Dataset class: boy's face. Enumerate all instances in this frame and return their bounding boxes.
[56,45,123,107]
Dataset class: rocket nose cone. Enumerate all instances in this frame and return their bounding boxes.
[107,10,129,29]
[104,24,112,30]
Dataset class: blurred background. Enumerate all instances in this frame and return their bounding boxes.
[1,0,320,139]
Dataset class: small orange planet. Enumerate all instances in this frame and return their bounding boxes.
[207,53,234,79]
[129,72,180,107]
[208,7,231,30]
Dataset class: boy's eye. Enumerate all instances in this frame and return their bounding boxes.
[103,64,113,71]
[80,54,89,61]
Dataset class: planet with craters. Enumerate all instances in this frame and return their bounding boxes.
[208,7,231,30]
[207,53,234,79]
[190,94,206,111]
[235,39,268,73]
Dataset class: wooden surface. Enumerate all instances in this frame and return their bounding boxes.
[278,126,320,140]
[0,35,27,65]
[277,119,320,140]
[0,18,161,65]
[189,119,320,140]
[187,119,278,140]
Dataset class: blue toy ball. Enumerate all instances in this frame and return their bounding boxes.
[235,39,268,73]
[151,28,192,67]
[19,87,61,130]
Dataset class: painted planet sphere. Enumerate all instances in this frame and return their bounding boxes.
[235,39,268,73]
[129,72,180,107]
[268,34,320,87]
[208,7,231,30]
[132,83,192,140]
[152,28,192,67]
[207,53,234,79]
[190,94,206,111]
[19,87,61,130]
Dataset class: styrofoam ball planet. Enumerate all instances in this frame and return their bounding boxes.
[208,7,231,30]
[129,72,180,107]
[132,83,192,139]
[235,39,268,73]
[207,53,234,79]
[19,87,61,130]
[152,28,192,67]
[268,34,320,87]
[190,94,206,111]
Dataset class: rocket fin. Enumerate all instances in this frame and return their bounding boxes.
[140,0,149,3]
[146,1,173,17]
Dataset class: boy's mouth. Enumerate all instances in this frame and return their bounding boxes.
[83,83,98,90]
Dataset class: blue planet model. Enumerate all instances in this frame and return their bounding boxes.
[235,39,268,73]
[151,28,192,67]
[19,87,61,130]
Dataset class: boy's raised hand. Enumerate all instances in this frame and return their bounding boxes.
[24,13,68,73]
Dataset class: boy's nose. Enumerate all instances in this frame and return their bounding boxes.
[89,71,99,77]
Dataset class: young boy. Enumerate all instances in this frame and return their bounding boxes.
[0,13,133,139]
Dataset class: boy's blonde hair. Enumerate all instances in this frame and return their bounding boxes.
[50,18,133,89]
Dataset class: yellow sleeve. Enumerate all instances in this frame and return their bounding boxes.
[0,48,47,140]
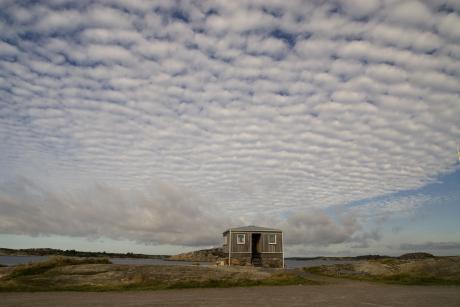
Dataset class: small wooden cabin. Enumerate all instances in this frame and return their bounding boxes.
[222,226,284,268]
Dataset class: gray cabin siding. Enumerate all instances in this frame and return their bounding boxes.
[223,231,282,253]
[260,233,283,253]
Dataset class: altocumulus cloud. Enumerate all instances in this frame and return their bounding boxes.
[0,0,459,249]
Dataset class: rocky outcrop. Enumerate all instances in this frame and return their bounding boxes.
[168,248,225,262]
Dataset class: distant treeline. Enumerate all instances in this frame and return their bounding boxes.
[0,247,170,259]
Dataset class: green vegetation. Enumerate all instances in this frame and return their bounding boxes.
[306,257,460,285]
[0,256,318,292]
[376,274,460,286]
[118,274,317,291]
[3,255,458,291]
[165,274,316,289]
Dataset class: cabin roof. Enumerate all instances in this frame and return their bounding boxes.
[223,225,282,234]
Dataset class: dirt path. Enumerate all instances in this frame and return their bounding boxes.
[1,280,460,307]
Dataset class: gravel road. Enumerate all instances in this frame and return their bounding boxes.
[1,280,460,307]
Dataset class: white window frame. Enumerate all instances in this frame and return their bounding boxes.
[223,235,228,245]
[236,234,245,245]
[268,233,277,245]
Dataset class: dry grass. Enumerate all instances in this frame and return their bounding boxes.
[307,256,460,285]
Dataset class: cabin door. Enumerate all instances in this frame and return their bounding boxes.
[251,233,261,265]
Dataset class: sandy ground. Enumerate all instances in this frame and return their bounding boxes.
[1,279,460,307]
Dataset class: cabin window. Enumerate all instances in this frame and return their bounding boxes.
[268,234,277,244]
[223,235,228,245]
[237,234,245,244]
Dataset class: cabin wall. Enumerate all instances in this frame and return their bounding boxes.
[231,232,250,253]
[222,232,251,253]
[259,233,283,253]
[223,232,283,253]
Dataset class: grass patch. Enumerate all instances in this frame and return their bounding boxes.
[377,274,460,286]
[306,258,460,286]
[0,263,319,292]
[6,256,111,279]
[306,266,323,274]
[0,275,318,292]
[376,258,400,265]
[109,273,318,291]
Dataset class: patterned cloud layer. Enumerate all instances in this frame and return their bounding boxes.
[1,0,459,249]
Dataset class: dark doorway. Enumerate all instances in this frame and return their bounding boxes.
[251,233,261,266]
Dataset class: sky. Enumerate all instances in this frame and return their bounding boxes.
[0,0,459,257]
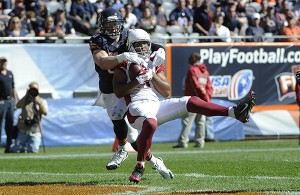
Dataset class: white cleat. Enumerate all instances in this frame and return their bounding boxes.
[150,157,174,179]
[106,149,128,170]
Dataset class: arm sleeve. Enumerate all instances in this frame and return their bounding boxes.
[296,83,300,106]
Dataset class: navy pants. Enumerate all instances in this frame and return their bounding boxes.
[0,98,14,152]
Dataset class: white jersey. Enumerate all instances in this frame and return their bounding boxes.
[118,59,190,130]
[120,59,164,105]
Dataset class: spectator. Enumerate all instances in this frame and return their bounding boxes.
[154,2,168,28]
[186,0,195,16]
[193,0,214,40]
[37,15,64,43]
[6,16,29,43]
[0,57,19,153]
[9,3,35,35]
[24,0,41,16]
[0,0,11,27]
[26,10,43,36]
[122,4,138,29]
[173,52,213,149]
[69,0,97,35]
[55,8,76,35]
[169,0,193,33]
[112,0,124,10]
[245,13,265,42]
[260,0,269,16]
[281,13,300,42]
[260,4,282,39]
[92,0,106,14]
[275,0,290,27]
[10,82,48,153]
[209,12,232,42]
[223,2,243,41]
[131,0,143,20]
[138,6,156,33]
[0,20,8,38]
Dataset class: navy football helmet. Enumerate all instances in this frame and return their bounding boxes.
[98,8,124,39]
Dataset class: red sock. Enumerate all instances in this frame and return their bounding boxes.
[187,96,229,116]
[137,118,157,162]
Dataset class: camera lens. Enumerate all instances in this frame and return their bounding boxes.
[29,88,39,97]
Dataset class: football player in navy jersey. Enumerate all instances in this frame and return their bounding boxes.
[89,8,173,179]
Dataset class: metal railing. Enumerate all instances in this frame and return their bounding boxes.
[0,35,300,44]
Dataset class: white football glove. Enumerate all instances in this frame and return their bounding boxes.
[116,52,147,66]
[150,48,165,68]
[136,70,153,84]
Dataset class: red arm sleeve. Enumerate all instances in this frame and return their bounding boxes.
[296,83,300,106]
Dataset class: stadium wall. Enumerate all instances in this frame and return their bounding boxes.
[0,43,299,146]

◆ **Goal of the exercise**: Reproduce all entries without any change, and omit the pictures.

◆ **Response to the exercise**:
Dataset class: boy's face. Enumerate all instances in this frame and return their bounding boxes.
[56,45,123,107]
Dataset class: rocket nose cone. Enumerate all instances in this frame and return their bounding boxes.
[107,10,129,29]
[104,24,112,30]
Dataset class: blurred background. Enumerate all instances in this frame and return their bounding boxes.
[1,0,320,139]
Dataset class: small orange planet. Enumerate all instances in this frame and return their bounding boxes.
[207,53,234,79]
[129,72,180,107]
[208,7,231,30]
Dataset class: boy's eye. Enumerate all instances in this frame and return their bounding boxes.
[103,64,113,71]
[80,54,89,61]
Dataset class: planet with craters. Enumerate all instances in this frame and return their bounding boxes.
[208,7,231,30]
[207,53,234,79]
[190,94,206,111]
[235,39,268,73]
Dataset class: wooden surface. Enumerate all instances in this frame and return their bounding boxes.
[278,126,320,140]
[0,35,27,65]
[277,119,320,140]
[0,18,161,65]
[189,119,320,140]
[187,119,278,140]
Dataset class: blue toy ball. Enumerate all instances in this frame and return their bounding boxes.
[235,39,268,73]
[151,28,192,67]
[19,87,61,130]
Dataset class: painted planet sphere. Enumerate all instances in this frame and return their bounding boxes.
[235,39,268,73]
[129,72,180,107]
[268,34,320,87]
[208,7,231,30]
[132,83,192,140]
[152,28,192,67]
[207,53,234,79]
[190,94,206,111]
[19,87,61,130]
Dataset class: styrofoam ball planet. Enumerate all instances in this frame and return their bounding boxes.
[208,7,231,30]
[129,72,180,107]
[132,83,192,139]
[235,39,268,73]
[207,53,234,79]
[19,87,61,130]
[152,28,192,67]
[268,34,320,87]
[190,94,206,111]
Dataset class: rocket fin. Enumerate all instances in this frame and return their bounding boxes.
[140,0,149,3]
[146,1,173,17]
Dataset class: boy's mouth. Enumerate all instances in this frame and return their bounding boxes.
[83,83,98,90]
Dataset class: blue planet model. Enumerate all instances in this frame and return their bounding boxes.
[235,39,268,73]
[151,28,192,67]
[19,87,61,130]
Dataset class: boy's raised hand. Enumerate all instances in this frame and return their bounding boxes.
[24,13,68,73]
Dataset class: boy's nose. Enumerate all instances in this frame and return their bounding boxes.
[89,71,99,77]
Dataset class: young boy. Enumerate all instances in this frame and return their bounding boxes.
[0,13,133,139]
Dataset class: boy's blonde hair. Enumerate all instances in this frame and return their bounding boxes.
[50,18,133,89]
Dataset class: yellow sleeve. Enumerate all instances in this frame and return their bounding boxes.
[0,48,47,140]
Dataset class: small wooden cabin. Enumerate all instances in this frame and return their bounding boxes.
[222,226,284,268]
Dataset class: gray cabin siding. Enumerate all instances in this frame and return their bounding boxes.
[223,231,282,253]
[260,233,283,253]
Dataset class: altocumulus cloud. Enumerate all instances in this frame and return their bounding boxes.
[0,0,459,249]
Dataset class: rocky outcrop. Enumerate all instances in this frame and return their bounding boxes.
[168,248,225,262]
Dataset class: distant treeline. Enumerate all instances in this frame and return their bounding boxes.
[0,247,170,259]
Dataset class: green vegetation. Enumerate all instances in this frame and return their bounding boxes.
[306,257,460,285]
[0,256,318,292]
[376,274,460,286]
[118,274,317,291]
[3,255,458,291]
[165,274,316,289]
Dataset class: cabin roof. Enumerate all instances in this frame and return their bounding boxes.
[223,225,282,234]
Dataset class: dirt path. Enumerate all instances in this frame and return their bounding boxes.
[1,280,460,307]
Dataset class: gravel road. Enumerate all instances in this frame and return their bounding boxes.
[1,280,460,307]
Dataset class: white window frame. Enumerate all instances in this frame and return their bounding boxes.
[223,235,228,245]
[236,234,245,245]
[268,233,277,245]
Dataset class: dry grass. Enumerate all instances in this frame and return their bounding boxes.
[307,256,460,285]
Dataset class: cabin door. Enumerate all instances in this frame and return their bounding boxes.
[251,233,261,265]
Dataset class: sandy ground. Enumerate all instances in this frame and return their bounding boxes.
[1,279,460,307]
Dataset class: cabin window. Enumerate all instances in this frame and return their bounding boxes.
[268,234,277,244]
[223,235,228,245]
[237,234,245,244]
Dataset class: cabin wall. Enumerate all instances in this frame and return their bounding boxes.
[231,232,250,253]
[222,232,251,253]
[259,233,283,253]
[223,232,283,253]
Dataset class: grass patch. Enumerate all instances in this frame and return their bounding boxes.
[377,274,460,286]
[306,258,460,286]
[0,263,319,292]
[6,256,111,279]
[306,266,323,274]
[0,275,318,292]
[376,258,400,265]
[109,273,318,291]
Dataset class: patterned cloud layer. Enumerate all instances in this frame and return their bounding boxes.
[1,0,459,249]
Dataset class: dark doorway. Enumerate all instances in this frame and return their bounding boxes.
[251,233,261,266]
Dataset class: sky. Enumerate all instances in this frame and return their bounding boxes.
[0,0,459,257]
Dataset class: white cleat. Enumerate all instances in this frame and return their bounding boxes.
[150,157,174,179]
[106,149,128,170]
Dataset class: arm sleeve. Enumerate all instances in this frame and return their bounding boxes.
[296,83,300,106]
Dataset class: navy pants. Enumerate all instances in this frame and return their bounding boxes.
[0,98,14,152]
Dataset class: white jersey. Enumerate all instances in this frame and return their bounding boxes.
[118,59,190,130]
[120,59,164,105]
Dataset class: spectator. Enumerate all instances in this frame and return their bounding boxes.
[154,2,168,28]
[186,0,195,16]
[193,0,214,40]
[37,15,64,43]
[6,16,29,43]
[0,57,19,153]
[9,3,35,35]
[24,0,41,16]
[0,0,11,27]
[26,10,43,36]
[122,4,138,29]
[173,52,213,149]
[69,0,97,35]
[55,8,76,35]
[169,0,193,33]
[112,0,124,10]
[245,13,265,42]
[260,0,269,16]
[281,13,300,42]
[260,4,282,39]
[92,0,106,14]
[275,0,290,27]
[10,82,48,153]
[209,12,232,42]
[223,2,243,41]
[131,0,143,20]
[138,6,156,33]
[0,20,8,38]
Dataset class: navy football helmet. Enumerate all instances in this frame and return their bounding boxes.
[98,8,124,39]
Dataset class: red sock. Enumerate all instances in this frame and return their bounding boxes.
[187,96,229,116]
[137,118,157,162]
Dataset class: camera lens. Enumerate all instances in this frame and return their bounding boxes.
[29,88,39,97]
Dataset class: football player in navy jersey. Enumerate all instances in this frame and return their bounding boxes.
[89,8,173,179]
Dataset class: metal railing. Enumerate all instances in this frame and return their bounding boxes.
[0,35,300,44]
Dataset class: white football glove. Enumerate all instances in this frame and return their bounding boxes.
[116,52,147,66]
[150,48,165,68]
[136,70,153,84]
Dataset class: red arm sleeve. Enumerate all instances in this frame and return their bounding boxes.
[296,83,300,106]
Dataset class: stadium wall. Enumerate all instances in this frame and return their bounding boxes.
[0,43,299,146]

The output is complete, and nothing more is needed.